# [What is being asked]
According to the page on the DirectML non-zero coordinates operator, what does each row of the output matrix hold?

DML_NONZERO_COORDINATES_OPERATOR_DESC structure (directml.h)

Computes the N-dimensional coordinates of all non-zero elements of the input tensor.

This operator produces an MxN matrix of values, where each row M contains an N-dimensional coordinate of a non-zero value from the input. When using FLOAT32 or FLOAT16 inputs, both negative and positive 0 (0.0f and -0.0f) are treated as zero for the purposes of this operator.

The operator requires that the OutputCoordinatesTensor has a size large enough to accommodate a worst-case scenario where every element of the input is non-zero. This operator returns the count of of non-zero elements via the OutputCountTensor, which callers can inspect to determine the number of coordinates written to the OutputCoordinatesTensor.

# [Source data]
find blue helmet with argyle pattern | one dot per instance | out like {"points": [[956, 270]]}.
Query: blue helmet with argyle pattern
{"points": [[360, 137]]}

# [Result]
Each row holds an N-dimensional coordinate of a non-zero value from the input.